IL BRANO:
Il Forum Economico Eurasiatico di Verona si sposta quest’anno a Istanbul, dove il 30 e 31 ottobre 2025 si terrà la sua diciottesima edizione al Çırağan Palace. L’evento, promosso dall’Associazione Conoscere Eurasia in collaborazione con la Roscongress Foundation, avrà come tema Nuova energia per nuove realtà economiche e riunirà rappresentanti del mondo politico, economico e imprenditoriale da decine di Paesi.
Dopo quattordici edizioni a Verona e tre tappe internazionali — a Baku, Samarcanda e Ras al-Khaimah — il Forum prosegue il suo percorso itinerante, scegliendo la Turchia come nuova sede di confronto tra Europa e spazio eurasiatico. L’obiettivo è favorire il dialogo e le opportunità di business in un contesto geopolitico sempre più complesso, rafforzando la cooperazione tra Occidente e Grande Eurasia.
Tra le novità di questa edizione, un’area collettiva dedicata alle imprese, pensata come piattaforma di incontro tra aziende italiane, turche e russe. Lo spazio offrirà l’occasione di presentare progetti, valorizzare il made in Italy, il made in Turkey e il made in Russia, e creare nuove partnership strategiche.
La Turchia, ponte tra Est e Ovest
Con un PIL di circa 1.320 miliardi di dollari nel 2024 e una crescita stimata al +3,1% nel 2025, la Turchia è oggi la 17ª economia mondiale e membro del G20 e dell’OCSE. Il Paese ha acquisito un ruolo crescente nella sicurezza e nell’economia globale, anche grazie alla sua industria della difesa e alla posizione strategica nel Mar Nero.

ELENCO DELLE RIGHE:

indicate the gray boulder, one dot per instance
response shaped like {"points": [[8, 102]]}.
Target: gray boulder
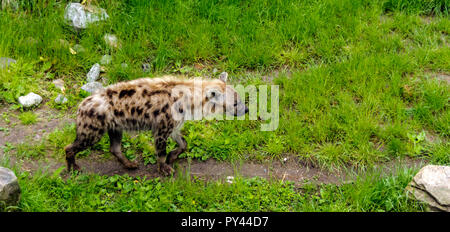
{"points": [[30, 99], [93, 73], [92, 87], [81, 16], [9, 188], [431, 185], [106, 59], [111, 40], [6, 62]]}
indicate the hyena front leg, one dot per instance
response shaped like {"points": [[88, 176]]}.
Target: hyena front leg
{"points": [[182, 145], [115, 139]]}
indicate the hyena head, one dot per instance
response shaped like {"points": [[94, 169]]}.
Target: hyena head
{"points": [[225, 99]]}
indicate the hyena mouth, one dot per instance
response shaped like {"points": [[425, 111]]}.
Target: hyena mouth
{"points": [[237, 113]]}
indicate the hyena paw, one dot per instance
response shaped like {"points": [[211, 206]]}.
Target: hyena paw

==

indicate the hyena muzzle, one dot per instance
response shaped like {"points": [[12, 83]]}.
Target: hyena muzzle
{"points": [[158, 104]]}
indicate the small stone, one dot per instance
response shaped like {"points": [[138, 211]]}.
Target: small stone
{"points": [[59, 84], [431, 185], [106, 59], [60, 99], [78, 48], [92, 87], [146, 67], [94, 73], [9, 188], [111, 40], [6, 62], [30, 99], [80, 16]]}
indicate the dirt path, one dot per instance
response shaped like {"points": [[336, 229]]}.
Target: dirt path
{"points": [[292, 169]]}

==

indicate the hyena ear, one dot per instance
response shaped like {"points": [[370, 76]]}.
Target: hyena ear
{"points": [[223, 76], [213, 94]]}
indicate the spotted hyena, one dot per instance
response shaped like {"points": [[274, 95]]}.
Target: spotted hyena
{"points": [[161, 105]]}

ESERCIZI DA SVOLGERE:
1. Riassumi in due frasi il brano sul Forum Economico Eurasiatico.
2. Riscrivi per intero le righe che vanno da quella contenente "indicate the hyena head, one dot per instance" fino a quella contenente "Target: hyena paw", entrambe incluse, aggiungendo -36 a ogni numero nelle coordinate dei punti di risposta.
Il brano e le righe sono materiali distinti, senza alcun legame tra loro.

LE SOLUZIONI:
1. Il 30 e 31 ottobre 2025 la diciottesima edizione del Forum Economico Eurasiatico di Verona si terrà al Çırağan Palace di Istanbul, con il tema Nuova energia per nuove realtà economiche. Dopo quattordici edizioni a Verona e tre tappe internazionali, il Forum sceglie la Turchia per favorire il dialogo e le opportunità di business tra Europa e spazio eurasiatico, e tra le novità introduce un'area collettiva per l'incontro tra aziende italiane, turche e russe.

2.
indicate the hyena head, one dot per instance
response shaped like {"points": [[94, 169]]}.
Target: hyena head
{"points": [[189, 63]]}
indicate the hyena mouth, one dot per instance
response shaped like {"points": [[425, 111]]}.
Target: hyena mouth
{"points": [[201, 77]]}
indicate the hyena paw, one dot per instance
response shaped like {"points": [[211, 206]]}.
Target: hyena paw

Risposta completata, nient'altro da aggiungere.